■ Task directions
Take every record and write it out again exactly, with no images included.

(Input material Opens)

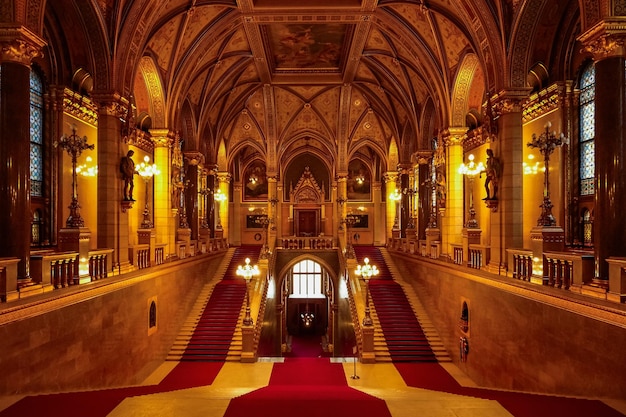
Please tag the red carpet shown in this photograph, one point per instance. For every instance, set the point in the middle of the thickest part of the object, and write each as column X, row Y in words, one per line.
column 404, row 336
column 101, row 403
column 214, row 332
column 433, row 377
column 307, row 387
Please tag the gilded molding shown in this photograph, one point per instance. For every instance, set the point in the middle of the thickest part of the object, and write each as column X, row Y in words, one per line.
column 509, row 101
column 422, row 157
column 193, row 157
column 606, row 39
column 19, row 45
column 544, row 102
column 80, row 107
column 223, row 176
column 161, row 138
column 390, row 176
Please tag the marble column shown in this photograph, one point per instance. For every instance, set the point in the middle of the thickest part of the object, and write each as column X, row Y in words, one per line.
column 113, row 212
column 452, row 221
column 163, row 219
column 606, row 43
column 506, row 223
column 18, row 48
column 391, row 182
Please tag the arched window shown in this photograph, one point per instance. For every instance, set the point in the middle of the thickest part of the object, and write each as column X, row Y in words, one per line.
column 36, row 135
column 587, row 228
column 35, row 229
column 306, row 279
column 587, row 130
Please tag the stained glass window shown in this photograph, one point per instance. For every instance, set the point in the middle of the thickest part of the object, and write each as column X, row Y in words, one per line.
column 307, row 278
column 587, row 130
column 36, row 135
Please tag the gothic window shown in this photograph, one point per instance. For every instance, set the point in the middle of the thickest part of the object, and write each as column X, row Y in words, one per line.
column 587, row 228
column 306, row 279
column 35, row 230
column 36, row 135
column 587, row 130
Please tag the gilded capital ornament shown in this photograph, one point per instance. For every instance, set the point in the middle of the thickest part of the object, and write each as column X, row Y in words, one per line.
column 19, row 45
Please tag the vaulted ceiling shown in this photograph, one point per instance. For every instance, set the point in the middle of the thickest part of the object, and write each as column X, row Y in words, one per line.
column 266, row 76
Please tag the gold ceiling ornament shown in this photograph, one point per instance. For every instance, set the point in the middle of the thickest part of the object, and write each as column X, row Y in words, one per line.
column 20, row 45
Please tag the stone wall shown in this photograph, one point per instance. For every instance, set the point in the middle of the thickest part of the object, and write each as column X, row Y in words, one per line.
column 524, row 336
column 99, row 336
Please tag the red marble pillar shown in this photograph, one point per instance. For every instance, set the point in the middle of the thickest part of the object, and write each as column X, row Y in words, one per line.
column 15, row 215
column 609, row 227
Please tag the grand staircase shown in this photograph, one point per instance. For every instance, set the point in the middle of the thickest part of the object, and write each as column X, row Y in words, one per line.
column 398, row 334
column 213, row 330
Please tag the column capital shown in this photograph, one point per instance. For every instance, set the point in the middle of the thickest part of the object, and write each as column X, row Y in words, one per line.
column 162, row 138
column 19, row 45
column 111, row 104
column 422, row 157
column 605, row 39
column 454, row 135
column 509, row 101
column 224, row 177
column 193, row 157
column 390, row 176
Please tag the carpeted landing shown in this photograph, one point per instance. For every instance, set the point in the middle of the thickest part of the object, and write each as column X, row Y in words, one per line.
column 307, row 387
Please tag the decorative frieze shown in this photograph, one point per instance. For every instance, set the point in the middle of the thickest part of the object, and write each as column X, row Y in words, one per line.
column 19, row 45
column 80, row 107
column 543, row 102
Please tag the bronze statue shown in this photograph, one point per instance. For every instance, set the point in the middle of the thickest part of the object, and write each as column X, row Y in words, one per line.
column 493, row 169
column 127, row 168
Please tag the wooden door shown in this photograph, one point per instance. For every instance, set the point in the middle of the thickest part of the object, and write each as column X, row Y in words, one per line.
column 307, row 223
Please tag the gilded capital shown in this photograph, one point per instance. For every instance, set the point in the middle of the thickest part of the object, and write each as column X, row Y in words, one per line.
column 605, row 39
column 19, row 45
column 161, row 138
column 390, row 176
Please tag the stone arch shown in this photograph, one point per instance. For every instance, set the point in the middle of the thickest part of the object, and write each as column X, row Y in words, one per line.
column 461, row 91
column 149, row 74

(Input material Closes)

■ Result
Please tag the red carpet shown in this photograph, one point per instance. For every instance, set the point in the middle of the thickest part of the object, and write each as column X, row Y in words, one per line.
column 404, row 336
column 101, row 403
column 214, row 332
column 433, row 377
column 307, row 387
Please tag the gilded molding shown in this photograph, one point per instance. For every instance, set the point in the middle of the thickest part of the object, and write each as column X, row Y in words, one per line.
column 509, row 101
column 422, row 157
column 193, row 157
column 606, row 39
column 19, row 45
column 544, row 102
column 80, row 107
column 223, row 176
column 161, row 138
column 390, row 176
Please tag the marble column shown in this photograph, one point per instance. For every instance, set the point in the middle of the thickest part of the object, and write each as column X, row Y in words, one per line.
column 113, row 212
column 452, row 221
column 163, row 219
column 606, row 43
column 506, row 223
column 18, row 48
column 391, row 182
Please tag the arched window shown in this photograph, one point per instance. For every instance, set the point in the middle of the thickest part of the object, and write each as column X, row Y in words, one per line.
column 36, row 135
column 587, row 228
column 35, row 229
column 306, row 279
column 587, row 130
Please tag the stained glass window shown in this photograph, one point per instance. For every instance, set the point in the middle of the thickest part of the object, and write each as column X, row Y in words, one per line.
column 307, row 278
column 587, row 130
column 36, row 135
Please tag the gothic window shown in this photograph, one point per instance. For every instance, set the point in the middle of the thickest part of the object, and write each as column X, row Y in words, one per line.
column 587, row 228
column 306, row 279
column 35, row 230
column 36, row 135
column 587, row 130
Please tag the gilded capital ornament shown in this photograph, one point per instance. For every instance, set the point in the middle of the thickest part of the object, and write each as column X, row Y in words, one per line.
column 19, row 45
Please tag the vaulted ceiling shown in this photograph, one point per instance. For every instance, set the point in the middle of the thickest part of the object, and write each as column X, row Y in words, one per line.
column 266, row 76
Please tag the gold ceiling ornament shown in this photograph, one point per instance. For every instance, set the point in the middle of the thickest part of the object, and write each as column X, row Y in words, one per line.
column 20, row 45
Please tag the stone wall shown in this photograph, one point per instance. For every instance, set the point in the middle of the thickest part of the object, and write each as column X, row Y in words, one per line.
column 524, row 336
column 99, row 336
Please tag the red marble pillar shown in this photograph, one point per instance. For every instance, set the point in the middle of the thickest part of the object, and write each as column X, row Y in words, one per line.
column 15, row 215
column 609, row 227
Please tag the grand staircase shown in this photograph, one point per instance. For every instance, set the point in the middle of the thickest part of the object, and write each as column X, row Y in words, one per line.
column 398, row 334
column 213, row 330
Please tag the column capital shown in this photograph, one point per instance. For every instance, set the point in the middle of the thickest part of the object, and write each as column X, row Y in words, one per line.
column 162, row 138
column 19, row 45
column 111, row 104
column 422, row 157
column 605, row 39
column 454, row 135
column 509, row 101
column 224, row 177
column 193, row 157
column 390, row 176
Please tag the carpeted landing shown in this photograph, one point per instance. For every instance, set the point in the middle of the thickest part of the object, and write each as column X, row Y in words, one per line.
column 307, row 387
Please tag the decorative frieze shown in this photograph, one point per instance. For every instance, set the point in the middle of the thickest part of the object, and write each as column X, row Y in words, one per line.
column 19, row 45
column 80, row 107
column 543, row 102
Please tag the bronze statue shown in this photograph, one point per instance. For every instance, set the point in the middle of the thickest part of the object, and write each as column X, row Y in words, one per line.
column 493, row 169
column 127, row 168
Please tag the wooden door shown in this photograph, one point per instance. For every instance, set the point in the middle of the thickest part of the object, and write each as column X, row Y in words, one per line.
column 307, row 223
Please tag the gilded capital shown in this photograph, one point per instance. For every instance, set the point in the middle of the thickest part of the object, and write each as column X, row Y in words, one per line.
column 605, row 39
column 19, row 45
column 161, row 138
column 390, row 176
Please tag the stone arch shown in this photograph, one point per instance. For every instance, set the point in the middle of the thickest part of the object, and write each as column X, row Y in words, one per line.
column 461, row 91
column 149, row 74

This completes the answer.